* [PROBLEM STATEMENT]: Transcribe verbatim every line from the line containing "Find the ceiling" to the end of the entries, including both endpoints. Output nothing beyond those lines.

* [Text-to-region grounding data]:
□ □ □ □ □
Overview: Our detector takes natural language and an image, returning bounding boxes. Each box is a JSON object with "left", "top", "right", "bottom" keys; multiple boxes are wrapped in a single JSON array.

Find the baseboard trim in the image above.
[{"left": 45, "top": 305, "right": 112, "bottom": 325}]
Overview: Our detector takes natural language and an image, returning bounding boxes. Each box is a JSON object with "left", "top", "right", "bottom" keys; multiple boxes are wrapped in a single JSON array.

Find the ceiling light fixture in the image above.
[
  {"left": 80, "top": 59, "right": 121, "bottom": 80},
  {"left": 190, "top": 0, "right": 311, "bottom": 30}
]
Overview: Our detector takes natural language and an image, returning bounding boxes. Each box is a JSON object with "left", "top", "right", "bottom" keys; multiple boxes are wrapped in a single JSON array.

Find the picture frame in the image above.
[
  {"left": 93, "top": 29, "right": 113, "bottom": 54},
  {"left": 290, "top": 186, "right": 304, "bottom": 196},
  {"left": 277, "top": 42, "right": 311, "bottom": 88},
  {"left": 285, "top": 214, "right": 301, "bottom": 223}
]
□ □ □ □ □
* [ANSWER FOR THE TASK]:
Find the ceiling light fixture in the image above.
[
  {"left": 80, "top": 59, "right": 121, "bottom": 80},
  {"left": 190, "top": 0, "right": 311, "bottom": 30}
]
Overview: Our detector takes natural language and an image, returning bounding boxes. Each box is a JSON object with "left", "top", "right", "bottom" keys; multiple boxes are wrapped in a single JSON array.

Find the picture frame in the image above.
[
  {"left": 93, "top": 29, "right": 113, "bottom": 54},
  {"left": 290, "top": 186, "right": 304, "bottom": 196},
  {"left": 277, "top": 42, "right": 311, "bottom": 88},
  {"left": 285, "top": 214, "right": 301, "bottom": 223}
]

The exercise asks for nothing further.